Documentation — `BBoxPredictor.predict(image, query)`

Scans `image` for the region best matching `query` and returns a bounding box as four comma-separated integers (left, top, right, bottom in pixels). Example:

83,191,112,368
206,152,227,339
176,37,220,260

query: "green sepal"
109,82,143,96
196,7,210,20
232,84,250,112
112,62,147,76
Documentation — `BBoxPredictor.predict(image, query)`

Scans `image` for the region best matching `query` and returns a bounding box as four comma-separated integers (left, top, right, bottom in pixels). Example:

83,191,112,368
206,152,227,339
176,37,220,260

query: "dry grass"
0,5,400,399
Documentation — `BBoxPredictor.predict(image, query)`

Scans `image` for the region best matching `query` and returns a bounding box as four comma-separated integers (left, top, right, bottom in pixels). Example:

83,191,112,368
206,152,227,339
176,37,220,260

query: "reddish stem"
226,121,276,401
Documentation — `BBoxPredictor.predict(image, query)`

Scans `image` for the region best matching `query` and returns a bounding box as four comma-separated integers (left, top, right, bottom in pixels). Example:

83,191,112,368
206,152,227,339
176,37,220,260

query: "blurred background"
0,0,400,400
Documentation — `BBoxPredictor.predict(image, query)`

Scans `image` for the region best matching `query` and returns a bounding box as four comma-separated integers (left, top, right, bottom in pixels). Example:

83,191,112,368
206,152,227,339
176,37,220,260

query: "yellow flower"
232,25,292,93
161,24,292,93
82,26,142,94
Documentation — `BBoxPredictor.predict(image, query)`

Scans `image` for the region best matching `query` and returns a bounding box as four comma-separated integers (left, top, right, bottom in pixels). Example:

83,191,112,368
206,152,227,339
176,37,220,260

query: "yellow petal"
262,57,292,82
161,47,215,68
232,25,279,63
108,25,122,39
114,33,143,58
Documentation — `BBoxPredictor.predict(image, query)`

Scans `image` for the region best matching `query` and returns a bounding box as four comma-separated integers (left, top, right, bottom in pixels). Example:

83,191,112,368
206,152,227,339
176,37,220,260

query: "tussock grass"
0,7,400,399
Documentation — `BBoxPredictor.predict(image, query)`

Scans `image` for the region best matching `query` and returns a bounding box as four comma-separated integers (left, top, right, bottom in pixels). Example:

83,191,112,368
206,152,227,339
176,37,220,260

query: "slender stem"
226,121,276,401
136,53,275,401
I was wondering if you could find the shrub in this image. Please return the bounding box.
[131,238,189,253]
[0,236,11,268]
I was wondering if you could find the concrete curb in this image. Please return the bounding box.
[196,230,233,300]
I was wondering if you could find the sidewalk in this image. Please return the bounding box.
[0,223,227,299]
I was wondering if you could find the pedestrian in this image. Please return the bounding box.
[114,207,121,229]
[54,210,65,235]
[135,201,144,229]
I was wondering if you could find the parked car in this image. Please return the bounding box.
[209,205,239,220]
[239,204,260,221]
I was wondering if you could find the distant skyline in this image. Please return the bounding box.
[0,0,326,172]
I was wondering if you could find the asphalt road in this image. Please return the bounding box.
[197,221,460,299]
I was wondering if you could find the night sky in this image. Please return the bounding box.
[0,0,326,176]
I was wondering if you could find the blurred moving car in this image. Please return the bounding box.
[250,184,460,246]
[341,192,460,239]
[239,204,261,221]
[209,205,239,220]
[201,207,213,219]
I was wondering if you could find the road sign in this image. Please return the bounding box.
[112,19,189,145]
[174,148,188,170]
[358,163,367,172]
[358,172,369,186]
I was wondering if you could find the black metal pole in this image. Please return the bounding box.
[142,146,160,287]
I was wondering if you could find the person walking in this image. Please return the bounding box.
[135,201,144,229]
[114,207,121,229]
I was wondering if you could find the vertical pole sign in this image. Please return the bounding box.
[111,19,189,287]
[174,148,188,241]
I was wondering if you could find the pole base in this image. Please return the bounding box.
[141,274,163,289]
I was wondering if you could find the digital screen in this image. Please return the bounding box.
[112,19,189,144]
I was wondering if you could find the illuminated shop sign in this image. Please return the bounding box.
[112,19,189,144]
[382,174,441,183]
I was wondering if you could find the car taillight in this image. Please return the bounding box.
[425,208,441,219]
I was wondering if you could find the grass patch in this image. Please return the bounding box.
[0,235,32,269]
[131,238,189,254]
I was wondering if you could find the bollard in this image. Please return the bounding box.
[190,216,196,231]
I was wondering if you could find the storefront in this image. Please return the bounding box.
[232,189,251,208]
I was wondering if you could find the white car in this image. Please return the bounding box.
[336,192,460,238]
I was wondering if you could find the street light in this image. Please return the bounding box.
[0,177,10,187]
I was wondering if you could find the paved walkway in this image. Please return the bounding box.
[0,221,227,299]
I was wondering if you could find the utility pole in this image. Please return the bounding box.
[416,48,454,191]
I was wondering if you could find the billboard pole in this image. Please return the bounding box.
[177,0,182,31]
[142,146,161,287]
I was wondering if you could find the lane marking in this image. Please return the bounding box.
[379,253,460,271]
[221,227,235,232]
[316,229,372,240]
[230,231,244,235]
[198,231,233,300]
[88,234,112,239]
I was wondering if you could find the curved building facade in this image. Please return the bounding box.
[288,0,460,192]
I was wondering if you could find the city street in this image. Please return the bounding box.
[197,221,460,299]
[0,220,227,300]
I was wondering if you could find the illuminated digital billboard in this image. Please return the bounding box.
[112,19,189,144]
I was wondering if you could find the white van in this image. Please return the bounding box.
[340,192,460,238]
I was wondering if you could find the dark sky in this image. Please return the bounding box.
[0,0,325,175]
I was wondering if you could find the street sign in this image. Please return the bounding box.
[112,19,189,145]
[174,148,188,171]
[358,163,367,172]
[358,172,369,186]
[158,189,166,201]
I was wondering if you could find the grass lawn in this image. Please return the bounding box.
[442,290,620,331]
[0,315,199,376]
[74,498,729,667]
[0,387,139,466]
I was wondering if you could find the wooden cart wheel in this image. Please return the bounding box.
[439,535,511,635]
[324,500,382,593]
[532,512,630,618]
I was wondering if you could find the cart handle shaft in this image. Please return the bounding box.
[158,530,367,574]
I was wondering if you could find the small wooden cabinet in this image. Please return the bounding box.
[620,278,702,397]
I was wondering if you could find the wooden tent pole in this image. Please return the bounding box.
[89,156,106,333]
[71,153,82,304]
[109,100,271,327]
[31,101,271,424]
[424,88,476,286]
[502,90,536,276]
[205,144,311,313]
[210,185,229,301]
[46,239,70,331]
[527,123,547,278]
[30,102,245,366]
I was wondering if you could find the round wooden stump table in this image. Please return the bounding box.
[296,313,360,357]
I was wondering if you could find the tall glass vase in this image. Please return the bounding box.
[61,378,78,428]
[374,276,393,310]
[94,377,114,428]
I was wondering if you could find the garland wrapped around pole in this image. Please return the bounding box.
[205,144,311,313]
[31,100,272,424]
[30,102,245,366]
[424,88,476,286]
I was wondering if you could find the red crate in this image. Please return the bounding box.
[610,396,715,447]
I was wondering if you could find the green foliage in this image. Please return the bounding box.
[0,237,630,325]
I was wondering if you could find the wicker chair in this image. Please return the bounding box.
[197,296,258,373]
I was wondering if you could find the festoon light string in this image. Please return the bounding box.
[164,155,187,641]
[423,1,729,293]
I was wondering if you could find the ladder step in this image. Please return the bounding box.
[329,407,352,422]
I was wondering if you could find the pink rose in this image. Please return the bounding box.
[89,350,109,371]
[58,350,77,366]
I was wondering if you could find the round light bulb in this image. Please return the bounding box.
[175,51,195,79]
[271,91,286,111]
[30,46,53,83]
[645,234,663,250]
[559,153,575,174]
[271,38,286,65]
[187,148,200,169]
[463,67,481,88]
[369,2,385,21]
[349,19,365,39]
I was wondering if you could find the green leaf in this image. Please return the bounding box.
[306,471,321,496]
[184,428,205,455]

■ ■ ■ ■ ■ ■ ■

SHORT TASK: Rewrite only the part of the material that begins at the line containing "I was wondering if you could find the bollard" and stops after the line containing "[158,189,166,201]" as a Markdown table with the columns Row and Material line. Number each row and leave out blank lines.

TASK RESULT:
| Row | Material line |
|---|---|
| 1 | I was wondering if you could find the bollard in this image. Please return the bounding box. |
| 2 | [190,216,196,231] |
| 3 | I was wondering if you could find the storefront in this image. Please return the bounding box. |
| 4 | [232,189,251,208] |
| 5 | I was wondering if you could find the white car in this image. Please return the bounding box. |
| 6 | [336,192,460,238] |
| 7 | I was wondering if you could find the street light in this image. Please return the bounding box. |
| 8 | [0,177,10,187] |
| 9 | I was wondering if you could find the paved walkway in this image. Please return the bounding box. |
| 10 | [0,221,227,299] |
| 11 | I was wondering if you could find the utility pole in this image. Please return the bounding box. |
| 12 | [416,48,454,191] |
| 13 | I was wondering if you could find the billboard pole in this image. Please return the bounding box. |
| 14 | [177,0,182,31] |
| 15 | [142,146,161,287] |
| 16 | I was wondering if you could find the lane marking in this image. Please return the bounding box. |
| 17 | [379,253,460,271] |
| 18 | [221,227,235,232] |
| 19 | [316,229,372,240] |
| 20 | [230,231,244,235] |
| 21 | [198,231,233,300] |
| 22 | [88,234,112,239] |
| 23 | I was wondering if you could find the curved building facade in this image. Please return the bounding box. |
| 24 | [288,0,460,192] |
| 25 | I was wondering if you could find the city street in this image. Please return the bounding box. |
| 26 | [197,221,460,299] |
| 27 | [0,220,227,300] |
| 28 | I was wondering if you could find the illuminated digital billboard in this image. Please return the bounding box. |
| 29 | [112,19,189,144] |
| 30 | I was wondering if you could find the white van in this image. Please return the bounding box. |
| 31 | [340,192,460,238] |
| 32 | I was wondering if you could find the dark sky in this image. Please return the bounding box. |
| 33 | [0,0,325,175] |
| 34 | I was wondering if you could find the street sign in this image. Please return the bounding box. |
| 35 | [112,19,189,145] |
| 36 | [174,148,188,171] |
| 37 | [358,163,367,172] |
| 38 | [358,172,369,186] |
| 39 | [158,189,166,201] |